ASSIGNED TASK 1 →
Reproduce the passage of the post on Ionesco and absurd theater from "This is the" to "doesn’t hit you.".
ASSIGNED TASK 2 →
For each statement, say whether it agrees with the post on Ionesco and absurd theater. Answer yes or no, and quote the words of the post that decide it. (a) The interview the writer quotes was with dctheaterscene.com in 2010. (b) The writer holds that microwave popcorn tastes better. (c) In Ionesco's Killing Game, the cause of the town's deaths is clear.
ASSIGNED TASK 3 →
Extend the post on Ionesco and absurd theater, starting from its last sentence.

DOCUMENT TEXT →

[Start of Attachment]

A few years ago I was asked what my dream project was. To be perfectly honest, I had no idea about this answer, so I made something up. In a bold egotistic move, I answered this question, thusly – and I’ll quote myself here – in an interview with dctheaterscene.com in 2010:
“I’ve never done an Ionesco play (except in college), and I think this is a good time to put some old school absurdism back on our stages, with full use of contemporary theatre practices, maybe utilizing video, which I find to be one of the most wonderfully absurd design elements in a form which purports to be different because it’s “live”. I’d love to work on that: Ionesco, on video, with a whole bunch of flashing light bulbs. The Killing Game maybe would work well that way.”
To be clear, this was a flippant comment made to answer a question for which I didn’t really have an answer. I am not the kind of person who has “dream projects”. BUT, I have been struggling for several years now with how we communicate as citizens in this world. I am today only very begrudgingly accepting Twitter as an acceptable form of certain kinds of communication. I have still yet to see the actual societal benefits of Facebook that couldn’t be achieved by other slightly less efficient means. This from the guy who still can’t understand why anybody wouldn’t make popcorn on the stovetop because it’s healthier and tastes better, just because microwave popcorn takes three minutes fewer to make.
We all have our values, and mine lie within a very specific plane in which very few others reside. I would rather have better tasting healthier popcorn that takes five minutes to make with constant attention over a stovetop while others would rather sit on the couch for ninety seconds while the microwave does it all for him.
This is the absurd world in which I think we live. And this is why absurd theater is right for us today. Ionesco’s play Killing Game examines a town that is beset with a mysterious plague. It’s not clear what causes the deaths that terrorize this town. It’s not clear who might be a victim. But it is clear that the plague is here, and it is indiscriminate in its bidding. In Ionesco’s play, nobody is safe. Not the rich, not the well-educated, not the well-prepared. When the plague hits, you better just sit back and hope it doesn’t hit you.

[End of Attachment]

AVAILABLE DATA →
[Start of Attachment]

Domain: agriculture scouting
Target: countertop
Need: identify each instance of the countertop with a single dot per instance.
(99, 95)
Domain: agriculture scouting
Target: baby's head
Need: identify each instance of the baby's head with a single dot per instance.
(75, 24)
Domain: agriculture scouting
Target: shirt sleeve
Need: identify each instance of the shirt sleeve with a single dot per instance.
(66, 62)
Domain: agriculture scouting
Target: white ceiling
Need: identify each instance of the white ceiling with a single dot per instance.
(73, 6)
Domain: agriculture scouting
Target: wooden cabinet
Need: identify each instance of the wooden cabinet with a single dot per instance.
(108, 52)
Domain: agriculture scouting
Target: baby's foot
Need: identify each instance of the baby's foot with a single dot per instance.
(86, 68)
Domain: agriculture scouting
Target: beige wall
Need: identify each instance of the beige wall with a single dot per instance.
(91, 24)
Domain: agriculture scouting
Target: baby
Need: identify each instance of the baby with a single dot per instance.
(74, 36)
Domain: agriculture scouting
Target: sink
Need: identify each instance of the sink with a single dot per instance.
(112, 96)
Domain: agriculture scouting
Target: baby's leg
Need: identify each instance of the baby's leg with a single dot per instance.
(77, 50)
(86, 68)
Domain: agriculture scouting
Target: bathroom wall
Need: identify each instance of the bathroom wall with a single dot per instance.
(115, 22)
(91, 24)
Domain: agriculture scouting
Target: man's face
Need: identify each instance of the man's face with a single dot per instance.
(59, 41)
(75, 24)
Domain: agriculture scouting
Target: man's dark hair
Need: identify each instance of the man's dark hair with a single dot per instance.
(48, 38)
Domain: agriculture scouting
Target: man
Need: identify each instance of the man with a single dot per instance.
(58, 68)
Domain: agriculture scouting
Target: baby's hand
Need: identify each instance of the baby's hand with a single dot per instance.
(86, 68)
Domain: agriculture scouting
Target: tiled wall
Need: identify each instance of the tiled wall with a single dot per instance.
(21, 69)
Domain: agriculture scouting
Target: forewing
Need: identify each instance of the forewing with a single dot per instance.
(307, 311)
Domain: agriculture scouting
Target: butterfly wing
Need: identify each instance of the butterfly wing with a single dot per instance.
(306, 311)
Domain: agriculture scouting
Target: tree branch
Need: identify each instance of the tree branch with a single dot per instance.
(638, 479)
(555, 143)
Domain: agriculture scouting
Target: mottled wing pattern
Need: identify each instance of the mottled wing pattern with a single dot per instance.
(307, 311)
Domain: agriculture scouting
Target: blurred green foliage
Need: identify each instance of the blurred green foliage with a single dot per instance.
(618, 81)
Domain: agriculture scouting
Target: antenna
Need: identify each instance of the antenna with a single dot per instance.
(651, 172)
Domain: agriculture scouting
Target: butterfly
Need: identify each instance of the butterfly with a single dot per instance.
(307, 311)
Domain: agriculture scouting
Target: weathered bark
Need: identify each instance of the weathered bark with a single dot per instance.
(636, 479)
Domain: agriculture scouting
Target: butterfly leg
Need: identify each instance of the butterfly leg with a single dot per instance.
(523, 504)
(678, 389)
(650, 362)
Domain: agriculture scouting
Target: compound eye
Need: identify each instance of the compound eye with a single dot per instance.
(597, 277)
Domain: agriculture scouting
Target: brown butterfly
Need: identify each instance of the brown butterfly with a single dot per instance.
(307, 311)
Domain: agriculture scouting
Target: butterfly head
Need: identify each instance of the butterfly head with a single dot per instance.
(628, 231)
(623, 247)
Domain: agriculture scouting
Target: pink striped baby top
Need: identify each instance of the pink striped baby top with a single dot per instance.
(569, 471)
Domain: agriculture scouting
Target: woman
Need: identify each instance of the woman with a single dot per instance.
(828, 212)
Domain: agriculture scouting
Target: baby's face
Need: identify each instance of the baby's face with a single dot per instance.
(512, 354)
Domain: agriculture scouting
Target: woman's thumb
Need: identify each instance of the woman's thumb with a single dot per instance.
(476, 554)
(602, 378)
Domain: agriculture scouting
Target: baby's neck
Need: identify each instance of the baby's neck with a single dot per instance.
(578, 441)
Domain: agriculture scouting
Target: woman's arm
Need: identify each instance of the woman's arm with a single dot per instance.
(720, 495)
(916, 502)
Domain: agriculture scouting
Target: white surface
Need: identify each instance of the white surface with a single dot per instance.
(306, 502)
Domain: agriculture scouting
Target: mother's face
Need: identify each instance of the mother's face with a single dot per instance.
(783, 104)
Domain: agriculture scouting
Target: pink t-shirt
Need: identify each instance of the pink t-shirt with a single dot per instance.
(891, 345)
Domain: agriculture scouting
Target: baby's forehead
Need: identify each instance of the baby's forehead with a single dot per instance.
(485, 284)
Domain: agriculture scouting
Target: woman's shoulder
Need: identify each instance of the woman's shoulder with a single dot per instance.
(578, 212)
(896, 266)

[End of Attachment]

REPLY 1 →
This is the absurd world in which I think we live. And this is why absurd theater is right for us today. Ionesco’s play Killing Game examines a town that is beset with a mysterious plague. It’s not clear what causes the deaths that terrorize this town. It’s not clear who might be a victim. But it is clear that the plague is here, and it is indiscriminate in its bidding. In Ionesco’s play, nobody is safe. Not the rich, not the well-educated, not the well-prepared. When the plague hits, you better just sit back and hope it doesn’t hit you.

REPLY 2 →
(a) Yes: "in an interview with dctheaterscene.com in 2010"
(b) No: "make popcorn on the stovetop because it’s healthier and tastes better"
(c) No: "It’s not clear what causes the deaths that terrorize this town."

REPLY 3 →
Earlier this year, dog & pony conspirators and supporters met to read Killing Game. After we read Ionesco’s play, out loud, I was surprised and delighted at the number of interpretations that came out of this work. There was talk of SARS in Singapore, wearing medical masks on the subway. There was a nod to the police states of Eastern Europe during the time of the Iron Curtain, where fear was stock in trade. We talked at length about the effects of 9/11 on our society. And the embarrassing things that people did in the confusion of the beginnings of the AIDS crisis in the 1980’s. The consistent realization is that when a crisis hits, we often don’t know what to do. And so we resort to our instincts, however base or noble, or more often base, those might be.
We’ve embarked on this production of A Killing Game to examine the hype that surrounds a crisis. In the moments when an emergency first emerges, confusion and misinformation often leads otherwise clear-headed citizens to make irrational choices (such as giving up their Constitutional rights) which in the short term ensure their safety. The Arab Spring has shown us the power of technology in propelling a movement through social media. Yet at the same time, it has made us pause to consider how others outside the center of an uprising might influence those events using those same methods: a tweet from Brooklyn might just as easily have come from Cairo with the right verbage. How are we to know?
This is the absurdity of the information that we attempt to digest as news. We don’t necessarily know what is true and what isn’t. As in Ionesco’s Killing Game, we are forced to consider how any crisis – be it an uprising in Libya or AIDS or the sinking of the USS Maine – is influenced by our media choices and those effects on us. In the end, we are prone to our worst prejudices whether we like to admit it or not. In a rational, intelligent society such as our own, I can’t imagine a more absurd notion. And so we embark on dog & pony’s A Killing Game.